**EXERCISE REQUIREMENTS**
Pick up the article on CPU-native AI inference right after its last sentence and keep writing it.

Doing The Math On CPU-Native AI Inference

A number of chip companies — importantly Intel and IBM, but also the Arm collective and AMD — have come out recently with new CPU designs that feature native Artificial Intelligence (AI) and its related machine learning (ML). The need for math engines specifically designed to support machine learning algorithms, particularly for inference workloads but also for certain kinds of training, has been covered extensively here at The Next Platform.

Just to rattle off a few of them, consider the impending “Cirrus” Power10 processor from IBM, which is due in a matter of days from Big Blue in its high-end NUMA machines and which has a new matrix math engine aimed at accelerating machine learning. Or IBM’s “Telum” z16 mainframe processor coming next year, which was unveiled at the recent Hot Chips conference and which has a dedicated mixed precision matrix math core for the CPU cores to share. Intel is adding its Advanced Matrix Extensions (AMX) to its future “Sapphire Rapids” Xeon SP processors, which should have been here by now but which have been pushed out to early next year. Arm Holdings has created future Arm core designs, the “Zeus” V1 core and the “Perseus” N2 core, that will have substantially wider vector engines that support the mixed precision math commonly used for machine learning inference, too. Ditto for the vector engines in the “Milan” Epyc 7003 processors from AMD.

All of these chips are designed to keep inference on the CPUs, where in a lot of cases it belongs because of data security, data compliance, and application latency reasons.

We have talked about the hardware, but we have not really taken a deep dive into what all of this math engine capability really means for those who are trying to figure out how to weave machine learning into their applications. So we are going to take a stab at that now. How do you program to allow my neural network to make use of what they are providing me AND get this range of performance numbers. IF you can do that, THEN you will be impressed, ELSE not so much. It turns out that, given what we know about AI today, their solutions are both a lot more elegant and expedient than, say, adding instructions like DO_AI.

So, to have everyone up at the same level before talking processor architecture, let’s start with the usual picture representing a small neural network.

This represents today’s best representation of our model of what we think the neurons in our brain are doing. Where I think I understand that our brain’s neurons are using analog electrochemical messaging between neurons, here we are talking about numbers, links, and probabilities — stuff today’s computers are capable of working with. Inputs at the left are numbers, outputs at the right are numbers, each node above represents sets of numbers, and even these links between them are numbers. The trick is to introduce scads of numbers at the left, far more than shown there, run it through the blue filter, and kick out meaningful numbers at the right.

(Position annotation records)
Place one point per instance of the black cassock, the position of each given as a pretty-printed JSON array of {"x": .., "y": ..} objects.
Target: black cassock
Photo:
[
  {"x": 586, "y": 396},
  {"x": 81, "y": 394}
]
* * *
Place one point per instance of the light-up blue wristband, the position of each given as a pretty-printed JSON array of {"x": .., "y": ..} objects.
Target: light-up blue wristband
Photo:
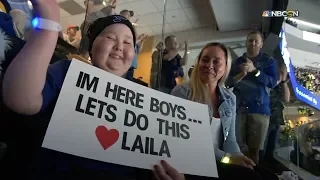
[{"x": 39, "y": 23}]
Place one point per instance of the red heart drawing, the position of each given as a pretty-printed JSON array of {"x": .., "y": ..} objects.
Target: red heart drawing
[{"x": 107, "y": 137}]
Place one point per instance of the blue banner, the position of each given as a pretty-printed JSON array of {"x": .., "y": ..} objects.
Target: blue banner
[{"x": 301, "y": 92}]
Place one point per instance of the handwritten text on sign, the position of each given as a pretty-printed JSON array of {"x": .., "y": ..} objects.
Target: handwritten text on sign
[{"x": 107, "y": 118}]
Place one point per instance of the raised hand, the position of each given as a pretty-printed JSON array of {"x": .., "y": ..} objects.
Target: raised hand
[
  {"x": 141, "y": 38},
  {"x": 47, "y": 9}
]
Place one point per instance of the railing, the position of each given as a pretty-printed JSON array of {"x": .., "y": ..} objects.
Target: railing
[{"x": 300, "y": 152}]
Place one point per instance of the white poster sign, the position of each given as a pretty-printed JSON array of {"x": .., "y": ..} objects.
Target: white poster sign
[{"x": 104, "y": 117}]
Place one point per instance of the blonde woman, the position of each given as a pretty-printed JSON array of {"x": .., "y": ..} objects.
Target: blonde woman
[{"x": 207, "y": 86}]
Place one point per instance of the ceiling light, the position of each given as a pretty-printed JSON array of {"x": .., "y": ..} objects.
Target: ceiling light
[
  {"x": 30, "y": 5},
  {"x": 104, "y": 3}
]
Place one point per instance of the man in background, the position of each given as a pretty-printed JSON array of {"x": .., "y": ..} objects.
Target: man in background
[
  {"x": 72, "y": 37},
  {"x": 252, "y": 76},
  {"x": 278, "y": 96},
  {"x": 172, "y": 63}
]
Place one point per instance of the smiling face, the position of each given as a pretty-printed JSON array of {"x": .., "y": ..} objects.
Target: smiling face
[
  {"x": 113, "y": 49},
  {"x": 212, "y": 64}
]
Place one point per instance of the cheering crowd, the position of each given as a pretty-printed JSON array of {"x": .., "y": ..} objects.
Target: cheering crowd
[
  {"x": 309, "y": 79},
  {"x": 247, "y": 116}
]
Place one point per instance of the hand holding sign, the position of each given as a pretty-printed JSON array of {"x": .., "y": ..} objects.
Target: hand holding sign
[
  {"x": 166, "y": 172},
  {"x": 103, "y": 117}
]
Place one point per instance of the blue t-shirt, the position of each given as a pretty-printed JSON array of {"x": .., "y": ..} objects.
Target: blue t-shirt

**EXERCISE RESULT**
Allow me to stress that this picture is a tiny representation of what is often happening in AI models. As you will see in another relatively simple example shortly, picture this as being potentially many times taller, with far more nodes and therefore far more links — multi-megabyte or even hundreds of gigabyte data structures supporting this should not be considered uncommon. And this entire thing needs to be programmed — no, actually trained internally — with other numbers which are used to produce reasonable output from reasonable input. Why do I mention this here? Performance. This all can be done, and is being done today quite well thank you, without specialized hardware, but especially the training of this thing can take … well, way too long, and we all want it to be faster. Fast enough? Hmm, wait another ten to twenty years for the next revolution in AI.

So, numbers and size. Let’s start off with a story in order to lead up to a relatively simple example. My adult daughter borrowed our Minnesota pickup truck to pull a trailer in Iowa, where she subsequently was speeding, and had the truck’s picture taken as a result. We, in Minnesota, received an automated citation, demanding money, and included a picture. Peeved I was, but also intrigued. What process took that JPEG and converted it into a citation against me? I assumed that AI was involved.

So, let’s start with a Minnesota plate. Easily readable, but also higher resolution (512 horizontal pixels), perhaps larger than the camera is capable, but also likely much larger than is necessary for the neural network as an input. The point here, though, is to note that once the plate is found in the photo, the state and about 6-8 characters of text must be determined from these pixels.

At 1/8 of this size, the size which the speed camera might find, we’d have the following tiny image:

which when blown up for you to actually see we find:

An AI application might be able to sort out the license number – you, after all, obviously can – but perhaps not which state. So, let’s double that resolution and go to ¼ of the size (128 horizontal pixels) as in the following:

and then if blown up:

Maybe something less remains reasonable, but let’s go with this size. According to the file details, this image is 128 x 65 pixels in size. Let’s also assume some form of gray scale instead, so let’s say one byte per pixel. All told, let’s call it 8192 bytes to represent all of these pixels. Slightly smaller still if Iowa did not care that Minnesota is the land of 10000 lakes. Iowa’s AI model needs to convert those 8192 bytes representing pixels into characters of text — up to eight of them — and a state ID, for subsequent lookup in some Minnesota state database accessible to the state government of Iowa. That 8192 bytes, one byte per yellow vertical input node per the above graph, is your set of input parameters into Iowa’s neural network.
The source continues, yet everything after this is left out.